Selected excerpt »
━━━

MercoPress. South Atlantic News Agency

Scientists to research life in extreme cold seeps of the Argentine coast with MV Falkor

ROV SuBastian is being recovered in the Mar del Plata Underwater Canyon region from R/V Falkor (too). . CREDIT: Misha Vallejo Prut / Schmidt Ocean Institute

A team from the US based Schmidt Ocean Institute and its research vessel MV Falkor together with scientists from Argentina will undertake the first and most comprehensive visually guided study of Argentina’s cold seeps, beginning 14th December until 10 January 2026.

 Research interest rests on the fact that methane and other energy-rich gases escape from the ocean floor, creating landscapes that support an ecosystem adapted to survive independent of the sun’s energy. Typically, only a fraction of the gases that escape these cold seeps reach the sea surface because microbes and animals consume them through a process known as chemosynthesis, which provides the trophic basis for nurturing lush and unique animal communities.

The Argentine science team led by Dr. María Emilia Bravo from the Faculty of Exact and Natural Sciences – University of Buenos Aires, and the National Scientific and Technical Research Council (CONICET), Argentina, in collaboration with international scientists, will research Argentina’s cold seeps along the Southwest Atlantic Ocean.

━━━

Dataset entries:
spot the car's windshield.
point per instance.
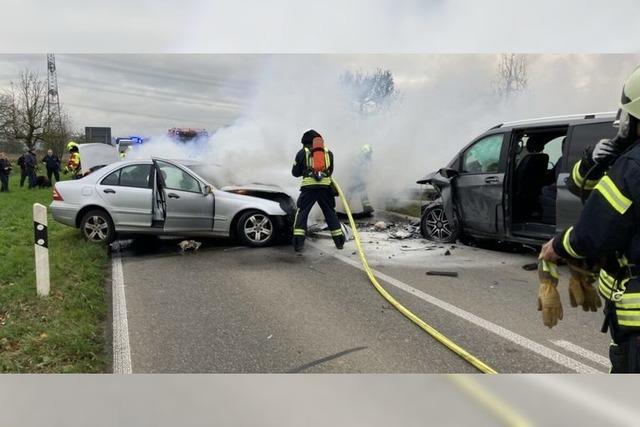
(211, 173)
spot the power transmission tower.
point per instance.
(53, 98)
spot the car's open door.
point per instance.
(188, 203)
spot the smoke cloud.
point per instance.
(444, 102)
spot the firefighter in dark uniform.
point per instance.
(315, 187)
(608, 230)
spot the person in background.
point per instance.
(30, 166)
(5, 171)
(23, 172)
(52, 163)
(73, 165)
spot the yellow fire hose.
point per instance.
(481, 366)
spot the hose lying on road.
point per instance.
(481, 366)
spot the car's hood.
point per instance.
(266, 188)
(94, 155)
(427, 178)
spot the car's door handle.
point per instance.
(491, 180)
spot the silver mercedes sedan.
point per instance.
(165, 197)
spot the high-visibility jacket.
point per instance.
(609, 229)
(303, 166)
(73, 165)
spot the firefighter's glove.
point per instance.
(606, 151)
(581, 289)
(548, 297)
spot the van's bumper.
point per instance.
(63, 213)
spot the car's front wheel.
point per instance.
(435, 225)
(96, 226)
(256, 229)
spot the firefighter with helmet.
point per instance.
(314, 163)
(73, 164)
(607, 234)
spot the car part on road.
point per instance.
(464, 354)
(256, 229)
(435, 226)
(97, 227)
(442, 273)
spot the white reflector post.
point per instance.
(41, 245)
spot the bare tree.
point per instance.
(511, 75)
(23, 110)
(371, 92)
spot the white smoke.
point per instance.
(445, 101)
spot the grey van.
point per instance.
(509, 184)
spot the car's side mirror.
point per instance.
(448, 173)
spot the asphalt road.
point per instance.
(238, 310)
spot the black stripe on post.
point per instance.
(40, 235)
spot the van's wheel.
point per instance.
(96, 226)
(256, 229)
(435, 226)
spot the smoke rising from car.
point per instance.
(444, 102)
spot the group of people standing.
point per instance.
(28, 164)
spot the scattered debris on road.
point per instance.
(380, 226)
(442, 273)
(189, 245)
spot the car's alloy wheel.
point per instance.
(258, 228)
(96, 227)
(255, 228)
(436, 226)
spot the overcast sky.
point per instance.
(144, 94)
(375, 26)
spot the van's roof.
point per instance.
(560, 120)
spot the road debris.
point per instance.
(380, 226)
(189, 245)
(442, 273)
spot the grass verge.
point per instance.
(61, 333)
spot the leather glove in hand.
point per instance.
(548, 298)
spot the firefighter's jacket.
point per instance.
(303, 166)
(609, 229)
(73, 165)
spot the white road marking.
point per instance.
(580, 351)
(599, 403)
(507, 334)
(121, 349)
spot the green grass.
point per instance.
(64, 332)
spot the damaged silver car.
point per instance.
(165, 197)
(509, 184)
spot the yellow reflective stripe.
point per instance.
(610, 192)
(309, 180)
(578, 179)
(567, 244)
(629, 301)
(551, 268)
(628, 318)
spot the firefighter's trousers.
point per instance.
(325, 198)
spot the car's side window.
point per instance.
(483, 156)
(129, 176)
(112, 179)
(177, 179)
(584, 136)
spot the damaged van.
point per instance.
(510, 183)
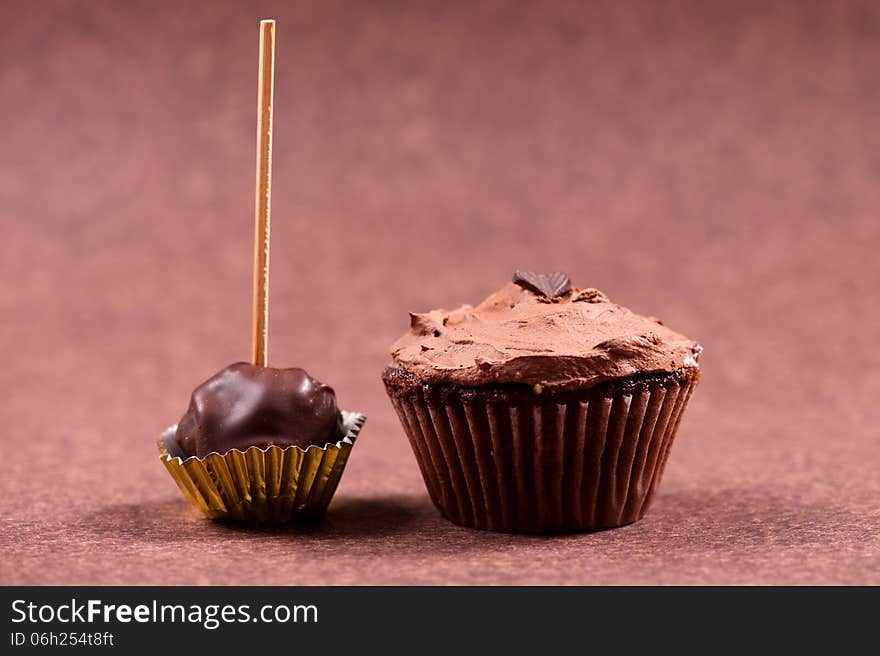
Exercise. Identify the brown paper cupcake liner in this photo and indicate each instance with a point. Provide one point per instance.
(505, 459)
(262, 485)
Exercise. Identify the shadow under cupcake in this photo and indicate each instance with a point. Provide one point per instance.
(545, 408)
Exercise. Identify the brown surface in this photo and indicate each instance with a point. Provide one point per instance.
(715, 164)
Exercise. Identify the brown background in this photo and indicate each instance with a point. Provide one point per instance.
(715, 164)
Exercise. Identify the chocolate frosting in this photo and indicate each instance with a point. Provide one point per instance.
(245, 405)
(522, 335)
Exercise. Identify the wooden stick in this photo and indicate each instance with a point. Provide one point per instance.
(265, 97)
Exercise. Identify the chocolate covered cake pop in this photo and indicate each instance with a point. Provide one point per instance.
(260, 443)
(245, 405)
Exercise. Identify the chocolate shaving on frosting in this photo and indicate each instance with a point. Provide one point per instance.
(519, 336)
(550, 285)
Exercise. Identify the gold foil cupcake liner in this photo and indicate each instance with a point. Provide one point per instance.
(577, 462)
(262, 485)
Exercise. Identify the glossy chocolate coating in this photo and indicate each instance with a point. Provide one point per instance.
(245, 405)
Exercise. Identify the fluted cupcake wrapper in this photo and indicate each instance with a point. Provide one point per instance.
(563, 462)
(263, 485)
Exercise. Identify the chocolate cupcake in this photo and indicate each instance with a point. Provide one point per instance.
(545, 408)
(260, 444)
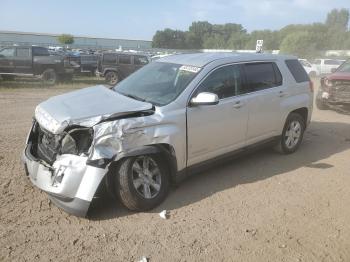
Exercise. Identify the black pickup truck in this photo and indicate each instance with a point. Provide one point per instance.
(33, 61)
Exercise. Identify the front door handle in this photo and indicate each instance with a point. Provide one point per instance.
(238, 104)
(281, 93)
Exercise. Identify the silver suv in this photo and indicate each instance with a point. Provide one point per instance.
(163, 122)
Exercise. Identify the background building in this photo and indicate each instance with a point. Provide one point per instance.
(42, 39)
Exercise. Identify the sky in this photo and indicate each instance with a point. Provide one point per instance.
(136, 19)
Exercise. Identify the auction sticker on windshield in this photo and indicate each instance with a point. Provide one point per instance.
(192, 69)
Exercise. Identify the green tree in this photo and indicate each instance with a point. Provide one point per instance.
(168, 38)
(338, 19)
(299, 44)
(66, 39)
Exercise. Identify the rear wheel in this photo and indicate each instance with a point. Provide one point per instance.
(312, 74)
(7, 77)
(320, 104)
(142, 182)
(292, 134)
(49, 77)
(112, 78)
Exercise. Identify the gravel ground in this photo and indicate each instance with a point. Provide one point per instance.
(261, 207)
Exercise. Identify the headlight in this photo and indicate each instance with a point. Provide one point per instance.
(328, 82)
(77, 141)
(48, 122)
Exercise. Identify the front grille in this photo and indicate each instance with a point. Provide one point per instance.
(47, 146)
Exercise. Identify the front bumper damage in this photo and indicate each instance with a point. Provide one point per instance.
(70, 182)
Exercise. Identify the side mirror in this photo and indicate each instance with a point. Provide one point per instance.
(205, 98)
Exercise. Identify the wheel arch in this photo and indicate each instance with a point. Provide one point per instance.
(303, 111)
(165, 150)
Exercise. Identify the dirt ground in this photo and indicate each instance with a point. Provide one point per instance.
(261, 207)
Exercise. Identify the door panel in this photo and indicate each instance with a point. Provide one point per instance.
(218, 129)
(23, 61)
(265, 115)
(265, 92)
(7, 60)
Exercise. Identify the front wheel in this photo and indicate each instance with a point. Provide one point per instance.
(320, 104)
(292, 134)
(112, 78)
(49, 77)
(142, 182)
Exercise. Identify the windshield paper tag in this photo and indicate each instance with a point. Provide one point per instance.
(192, 69)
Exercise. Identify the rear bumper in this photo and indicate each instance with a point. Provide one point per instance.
(69, 182)
(335, 99)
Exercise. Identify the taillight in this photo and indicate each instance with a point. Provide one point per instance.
(311, 86)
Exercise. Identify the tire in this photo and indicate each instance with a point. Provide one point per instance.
(292, 134)
(320, 104)
(112, 78)
(49, 77)
(66, 78)
(312, 74)
(141, 186)
(7, 77)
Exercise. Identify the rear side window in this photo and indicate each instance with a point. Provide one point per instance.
(225, 81)
(109, 59)
(262, 76)
(297, 71)
(140, 60)
(23, 52)
(125, 59)
(40, 51)
(332, 62)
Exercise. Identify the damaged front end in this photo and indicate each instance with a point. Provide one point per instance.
(68, 157)
(57, 164)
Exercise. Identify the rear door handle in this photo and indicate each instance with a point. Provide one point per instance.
(281, 94)
(238, 104)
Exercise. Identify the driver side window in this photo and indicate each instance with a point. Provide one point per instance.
(225, 82)
(7, 52)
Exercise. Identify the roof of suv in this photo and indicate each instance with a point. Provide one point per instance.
(202, 59)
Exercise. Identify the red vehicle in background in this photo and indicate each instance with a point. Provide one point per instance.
(335, 88)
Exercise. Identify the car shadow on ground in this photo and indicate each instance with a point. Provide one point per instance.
(321, 140)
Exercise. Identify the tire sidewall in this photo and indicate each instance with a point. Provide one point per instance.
(50, 71)
(292, 117)
(125, 187)
(109, 75)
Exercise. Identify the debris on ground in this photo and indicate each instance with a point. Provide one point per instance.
(144, 259)
(164, 214)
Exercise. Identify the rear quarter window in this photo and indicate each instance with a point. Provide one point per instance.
(40, 51)
(109, 59)
(262, 75)
(297, 70)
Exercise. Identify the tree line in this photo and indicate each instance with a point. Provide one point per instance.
(304, 40)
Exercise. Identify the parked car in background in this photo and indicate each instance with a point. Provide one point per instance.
(162, 123)
(335, 88)
(88, 63)
(33, 61)
(310, 69)
(327, 66)
(117, 66)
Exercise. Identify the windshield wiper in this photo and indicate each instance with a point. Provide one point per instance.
(134, 97)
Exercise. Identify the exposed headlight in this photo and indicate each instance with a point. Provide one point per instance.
(328, 82)
(77, 141)
(48, 122)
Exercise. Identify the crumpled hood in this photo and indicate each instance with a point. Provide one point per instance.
(339, 76)
(85, 107)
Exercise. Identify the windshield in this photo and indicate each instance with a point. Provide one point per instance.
(345, 68)
(158, 83)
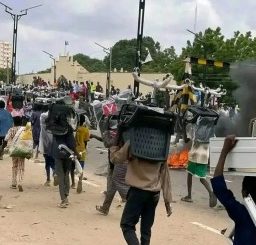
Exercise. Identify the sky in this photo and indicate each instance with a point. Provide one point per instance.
(84, 22)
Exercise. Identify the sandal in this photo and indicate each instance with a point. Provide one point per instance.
(13, 186)
(20, 188)
(102, 210)
(186, 199)
(212, 200)
(79, 188)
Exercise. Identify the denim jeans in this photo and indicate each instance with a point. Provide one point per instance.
(140, 204)
(49, 164)
(62, 167)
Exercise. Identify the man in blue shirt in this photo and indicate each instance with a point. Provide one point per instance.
(6, 122)
(245, 230)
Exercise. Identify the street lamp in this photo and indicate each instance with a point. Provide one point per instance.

━━━

Tasks for this exercise »
**1.** According to the cold seeps article, what process do microbes and animals use to consume the gases that escape cold seeps?
**2.** Rewrite the cold seeps article from "MercoPress. South Atlantic" up to and including "10 January 2026.", substituting "research institute" for "Schmidt Ocean Institute".

Responses »
**1.** Chemosynthesis.

**2.**
MercoPress. South Atlantic News Agency

Scientists to research life in extreme cold seeps of the Argentine coast with MV Falkor

ROV SuBastian is being recovered in the Mar del Plata Underwater Canyon region from R/V Falkor (too). . CREDIT: Misha Vallejo Prut / research institute

A team from the US based research institute and its research vessel MV Falkor together with scientists from Argentina will undertake the first and most comprehensive visually guided study of Argentina’s cold seeps, beginning 14th December until 10 January 2026.